Directions
Write out all the data below exactly.

'''

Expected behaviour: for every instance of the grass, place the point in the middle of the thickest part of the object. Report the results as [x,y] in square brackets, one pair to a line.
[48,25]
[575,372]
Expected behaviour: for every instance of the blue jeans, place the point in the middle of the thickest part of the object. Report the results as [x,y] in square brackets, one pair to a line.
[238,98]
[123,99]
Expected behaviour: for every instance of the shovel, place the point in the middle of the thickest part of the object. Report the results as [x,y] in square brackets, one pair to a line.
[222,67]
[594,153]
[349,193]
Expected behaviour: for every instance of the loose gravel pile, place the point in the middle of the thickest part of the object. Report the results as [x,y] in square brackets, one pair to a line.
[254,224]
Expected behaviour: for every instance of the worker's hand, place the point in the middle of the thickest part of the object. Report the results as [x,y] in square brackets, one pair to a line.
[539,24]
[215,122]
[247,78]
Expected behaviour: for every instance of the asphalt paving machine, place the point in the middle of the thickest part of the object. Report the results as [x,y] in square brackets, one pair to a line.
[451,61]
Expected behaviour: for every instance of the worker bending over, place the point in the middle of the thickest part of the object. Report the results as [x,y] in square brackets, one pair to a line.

'''

The answer
Expected behaviour: for every instance of the grass, place the point in the middle of the thickest part of the object. Report the results as [x,y] in square brackets, one pair to a line.
[48,25]
[575,372]
Expected behaviour: for every instance of the blue jeans, place the point in the middle of the thickest part of the object. Report the results as [x,y] in square brackets, one pair to a line.
[238,98]
[123,99]
Expected behaviour: for every instance of the shovel, place the point in the middle of the thickest part of the object. Report the results as [x,y] in square brackets, one pair to a line.
[222,67]
[594,153]
[349,193]
Expected behaviour: for every instance of the loose gravel pile, place the point in the middle of the thickest part of the object. Report the results as [x,y] in square brackets, one pair to a line.
[254,224]
Expected behaviour: for every instance of the worker's hand, place the point in the middle of the thickest part of the object. Report the results as [x,y] in square brackets, one pair to a line.
[539,24]
[215,122]
[247,78]
Expected behaviour: for every instance of the asphalt paving machine, place the point in the middle of the thickest part of the object. Report the results as [x,y] in square brackets, one pair to a line.
[451,61]
Expected behaviour: for every instance of the worker bending over, place the point in the middle of the thickest part of the object. Report the results as [x,y] in square brackets, one pair to a line.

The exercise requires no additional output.